◆ To do ◆
All lines in the listing below from the one containing "TARGET = cab door" through the last should be written out exactly, and only those.
------------------------------------------------------------
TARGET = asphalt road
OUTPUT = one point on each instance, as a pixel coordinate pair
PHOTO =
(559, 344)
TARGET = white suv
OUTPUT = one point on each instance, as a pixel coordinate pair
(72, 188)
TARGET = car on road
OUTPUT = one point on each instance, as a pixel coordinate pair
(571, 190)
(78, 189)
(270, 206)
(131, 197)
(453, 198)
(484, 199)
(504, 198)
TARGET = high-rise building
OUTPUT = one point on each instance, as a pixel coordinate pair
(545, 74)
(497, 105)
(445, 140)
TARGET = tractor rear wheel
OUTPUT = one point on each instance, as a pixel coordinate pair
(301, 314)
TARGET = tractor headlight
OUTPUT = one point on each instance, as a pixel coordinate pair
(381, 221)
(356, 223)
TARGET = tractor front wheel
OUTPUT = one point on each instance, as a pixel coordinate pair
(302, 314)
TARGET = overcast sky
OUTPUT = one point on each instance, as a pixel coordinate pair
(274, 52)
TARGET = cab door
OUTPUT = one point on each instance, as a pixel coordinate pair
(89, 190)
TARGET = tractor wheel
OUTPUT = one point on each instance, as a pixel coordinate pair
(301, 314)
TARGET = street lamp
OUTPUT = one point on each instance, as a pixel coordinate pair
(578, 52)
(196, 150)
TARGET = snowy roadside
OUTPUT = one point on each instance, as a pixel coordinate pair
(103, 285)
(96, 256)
------------------------------------------------------------
◆ Solution to this exercise ◆
TARGET = cab door
OUTPUT = one point on each instance, as a pixel coordinate pair
(89, 190)
TARGET = tractor wheel
OUTPUT = one point on each instance, as a pixel coordinate pair
(301, 314)
TARGET = street lamp
OUTPUT = one point on each instance, as a pixel coordinate pair
(578, 52)
(196, 150)
TARGET = snowy roadside
OUTPUT = one point on each instance, as a pixel coordinate pair
(103, 285)
(96, 256)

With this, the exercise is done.